▶ _Written request_:
Restate the complete material exactly.

▶ _Material to process_:
= = = = =
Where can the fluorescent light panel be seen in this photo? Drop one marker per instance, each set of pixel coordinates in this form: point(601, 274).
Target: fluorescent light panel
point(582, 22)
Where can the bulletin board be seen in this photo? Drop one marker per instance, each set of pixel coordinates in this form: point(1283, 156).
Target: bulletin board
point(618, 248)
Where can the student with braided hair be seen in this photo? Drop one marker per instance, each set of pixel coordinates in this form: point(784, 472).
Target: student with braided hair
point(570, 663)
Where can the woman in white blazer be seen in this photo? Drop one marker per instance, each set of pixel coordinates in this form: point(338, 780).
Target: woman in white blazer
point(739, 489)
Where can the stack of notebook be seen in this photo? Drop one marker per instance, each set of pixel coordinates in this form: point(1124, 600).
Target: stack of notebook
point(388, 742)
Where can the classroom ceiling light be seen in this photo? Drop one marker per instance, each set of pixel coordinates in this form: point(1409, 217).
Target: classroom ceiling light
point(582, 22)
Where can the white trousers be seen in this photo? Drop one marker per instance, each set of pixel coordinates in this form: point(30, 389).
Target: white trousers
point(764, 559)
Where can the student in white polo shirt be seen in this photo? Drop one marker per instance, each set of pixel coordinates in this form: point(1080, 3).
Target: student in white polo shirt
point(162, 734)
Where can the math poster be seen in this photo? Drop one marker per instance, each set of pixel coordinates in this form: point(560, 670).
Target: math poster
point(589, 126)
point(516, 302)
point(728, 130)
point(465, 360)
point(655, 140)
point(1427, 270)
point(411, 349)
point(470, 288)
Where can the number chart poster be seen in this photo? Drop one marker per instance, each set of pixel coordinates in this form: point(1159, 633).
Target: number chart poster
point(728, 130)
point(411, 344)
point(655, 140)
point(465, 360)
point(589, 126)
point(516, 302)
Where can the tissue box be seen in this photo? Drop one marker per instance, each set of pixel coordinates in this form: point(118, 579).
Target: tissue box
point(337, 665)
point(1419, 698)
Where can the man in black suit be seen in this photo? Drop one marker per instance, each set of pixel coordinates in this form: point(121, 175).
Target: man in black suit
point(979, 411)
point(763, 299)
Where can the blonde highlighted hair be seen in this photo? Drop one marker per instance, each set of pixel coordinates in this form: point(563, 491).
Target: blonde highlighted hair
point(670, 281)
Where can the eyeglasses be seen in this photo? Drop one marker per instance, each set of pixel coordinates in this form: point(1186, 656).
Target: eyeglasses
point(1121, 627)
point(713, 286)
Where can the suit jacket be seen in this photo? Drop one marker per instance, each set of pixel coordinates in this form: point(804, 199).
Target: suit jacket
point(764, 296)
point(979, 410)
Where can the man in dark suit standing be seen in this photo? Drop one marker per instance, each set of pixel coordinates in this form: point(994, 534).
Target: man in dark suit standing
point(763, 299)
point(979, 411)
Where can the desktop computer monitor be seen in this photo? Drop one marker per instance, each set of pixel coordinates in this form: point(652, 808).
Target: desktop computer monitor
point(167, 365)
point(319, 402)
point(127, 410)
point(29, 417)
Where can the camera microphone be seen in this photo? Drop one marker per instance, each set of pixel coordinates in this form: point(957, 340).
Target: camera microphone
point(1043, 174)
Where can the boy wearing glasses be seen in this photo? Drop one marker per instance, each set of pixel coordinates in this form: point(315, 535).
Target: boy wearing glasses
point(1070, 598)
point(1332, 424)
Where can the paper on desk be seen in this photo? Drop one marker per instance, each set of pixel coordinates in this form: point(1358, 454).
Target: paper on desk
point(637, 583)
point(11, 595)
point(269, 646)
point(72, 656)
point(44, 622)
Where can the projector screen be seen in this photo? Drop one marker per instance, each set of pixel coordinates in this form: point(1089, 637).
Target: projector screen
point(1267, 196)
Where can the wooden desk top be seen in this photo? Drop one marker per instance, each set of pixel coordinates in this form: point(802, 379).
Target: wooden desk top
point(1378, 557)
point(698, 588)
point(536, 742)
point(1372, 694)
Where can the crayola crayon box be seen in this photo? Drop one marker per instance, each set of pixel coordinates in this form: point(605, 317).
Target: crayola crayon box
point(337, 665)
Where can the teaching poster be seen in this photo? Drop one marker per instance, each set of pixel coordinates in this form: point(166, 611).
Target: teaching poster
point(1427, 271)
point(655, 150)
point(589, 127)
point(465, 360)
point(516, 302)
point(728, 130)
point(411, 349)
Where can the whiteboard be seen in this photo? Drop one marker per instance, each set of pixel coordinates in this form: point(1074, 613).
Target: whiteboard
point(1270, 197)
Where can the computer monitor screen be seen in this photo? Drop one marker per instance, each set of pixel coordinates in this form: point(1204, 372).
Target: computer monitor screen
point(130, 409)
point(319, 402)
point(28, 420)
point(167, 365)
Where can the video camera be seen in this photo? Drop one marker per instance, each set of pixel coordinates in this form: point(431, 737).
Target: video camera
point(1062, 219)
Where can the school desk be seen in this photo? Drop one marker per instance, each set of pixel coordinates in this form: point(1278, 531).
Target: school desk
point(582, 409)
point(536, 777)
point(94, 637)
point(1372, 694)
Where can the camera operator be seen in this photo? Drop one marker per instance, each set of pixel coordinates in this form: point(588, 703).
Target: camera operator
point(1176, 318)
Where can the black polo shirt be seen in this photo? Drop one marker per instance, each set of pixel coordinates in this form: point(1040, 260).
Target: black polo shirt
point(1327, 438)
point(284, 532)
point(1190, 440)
= = = = =
▶ _Solution to the problem_:
Where can the fluorescent light panel be seen in this photo? Drop one marker per instance, each set of pixel coordinates in this form: point(601, 274).
Target: fluorescent light panel
point(582, 22)
Where can the bulletin board be seen in this photo? Drop one marker per instance, each set of pixel coordinates in this form: point(1283, 156).
Target: bulletin board
point(618, 248)
Where can the student with braided hair be seen in this photo? Drop one marker per instance, each set of pixel coordinates in this form: point(784, 472).
Target: student with braided hair
point(570, 663)
Where can the woman in white blazer be seen in this photo? Drop one marker per instance, each set of pixel coordinates in this form: point(338, 780).
Target: woman in white blazer
point(739, 489)
Where can the stack of notebook be seen in this photo? Drop one marker per instance, each set of pixel coordinates in this form: point(1124, 600).
Target: stack of notebook
point(388, 742)
Where can the classroom ceiling light be seen in this photo? Drop one marker per instance, each set of pixel coordinates in this form: point(1409, 217).
Target: classroom ceiling light
point(582, 22)
Where can the white trousers be seen in this photo? Drop one marker per instance, each set of pixel coordinates in this form: point(30, 389).
Target: white trousers
point(764, 559)
Where can the student in white polo shirt be seen in this photo? Drop one marker per instance, each set of pixel coordinates in this form: point(1080, 3).
Target: student in white polo shirt
point(162, 734)
Where can the math poster be seen in this photo? Drop one marker per instance, each set of pixel coordinates in this form: point(560, 670).
Target: math poster
point(589, 126)
point(516, 302)
point(728, 130)
point(465, 360)
point(655, 140)
point(1427, 270)
point(411, 349)
point(470, 288)
Where can the number chart poster be seen in this photo? Drop one marker per instance, each set of pixel coordinates in this form: point(1159, 633).
Target: number chart poster
point(728, 130)
point(411, 344)
point(655, 140)
point(465, 360)
point(589, 126)
point(516, 302)
Where can the tissue box be seen in this photo? Drop one marker per instance, each set of pixel coordinates in this form: point(118, 579).
Target: tissue box
point(337, 665)
point(1419, 698)
Where can the man in black suit be seen in this photo? Drop one marker per instance, each set of pixel coordinates in this form: point(121, 175).
Target: man in black suit
point(979, 411)
point(763, 299)
Where can the blonde highlighted hair be seen in this photo? Drop one marker per instance, each set of pixel coordinates in this form: point(563, 491).
Target: blonde highlighted hair
point(670, 281)
Where can the eyeglasses be seen in this photo? Drop one marker per instance, each set of pixel coordinates in this form: point(1186, 656).
Target: eyeglasses
point(1121, 627)
point(713, 286)
Where can the suit jacket be seen in this photo? Drop one marker per instance, each set of pixel coordinates in this form: point(804, 199).
Target: suit jacket
point(764, 296)
point(979, 410)
Where can the man in dark suit standing be seen in this photo? Drop one marker per instance, each set of pixel coordinates in this form: point(994, 534).
Target: man in dark suit standing
point(763, 299)
point(979, 411)
Where can the desktop computer monitor be seen in this photo? Drop one marker per instance, each set of pixel coordinates in this form: point(652, 808).
Target: desktop computer monitor
point(167, 365)
point(319, 402)
point(127, 410)
point(29, 417)
Where can the camera microphone be seen in this photo? Drop one marker per instance, each set of pixel coordinates in this form: point(957, 340).
Target: camera microphone
point(1043, 174)
Where can the boy wearing glasses be seen in this photo? Drop one marker per instance, each set of pixel coordinates in this form: point(315, 535).
Target: boy wearing glasses
point(1070, 598)
point(1332, 424)
Where can the paper on desk be seen in this photo? Drop one marker per instance, each set of pixel coordinates in this form: point(1358, 454).
Target: paper on desk
point(637, 583)
point(11, 595)
point(269, 646)
point(72, 656)
point(44, 622)
Where can the projector screen be seen in this photo? Drop one marker per instance, each set of pixel coordinates in this form: point(1089, 637).
Target: projector screen
point(1267, 196)
Where can the wooden desk top be seen in this photo? Drop one marker per instance, each set of pixel coordinates in this form: point(802, 379).
Target: wooden desk top
point(1378, 557)
point(698, 588)
point(536, 742)
point(1372, 694)
Where can the crayola crayon box be seen in this photo? Drop one marker per instance, each set of pixel coordinates in this form: point(605, 317).
Target: crayola crayon box
point(337, 665)
Where can the teaching poster be seen in this photo? Drop one marker per instance, each set of pixel coordinates in this form: point(166, 611).
Target: teaching poster
point(1427, 271)
point(655, 150)
point(589, 127)
point(465, 360)
point(516, 302)
point(728, 130)
point(411, 349)
Where can the whiteboard be seen in this photo? Drop one marker per instance, each set of pixel coordinates in this form: point(1074, 613).
Target: whiteboard
point(1270, 197)
Where can the computer monitor screen be seen in this photo? Drop one marker per instance, each set of pixel coordinates in this form: point(1204, 372).
Target: computer monitor screen
point(130, 409)
point(319, 402)
point(28, 420)
point(167, 365)
Where can the video camera be seen in this photo? Drop one marker per instance, each set of pixel coordinates in this form: point(431, 737).
Target: video camera
point(1062, 219)
Where can the school desk be seen in this photo? Drop one marker per instance, each set of pixel coordinates in this form: point(1278, 531).
Target: school desk
point(582, 409)
point(536, 777)
point(94, 637)
point(1372, 694)
Where can the camera operator be seen in this photo? Drop one marker per instance, each set of pixel coordinates in this form: point(588, 703).
Target: camera operator
point(1176, 318)
Where can the black polo shirt be seen in this photo? Drop one marker per instance, each set of pixel coordinates in this form: point(1040, 260).
Target: black polo shirt
point(1327, 438)
point(284, 532)
point(1190, 440)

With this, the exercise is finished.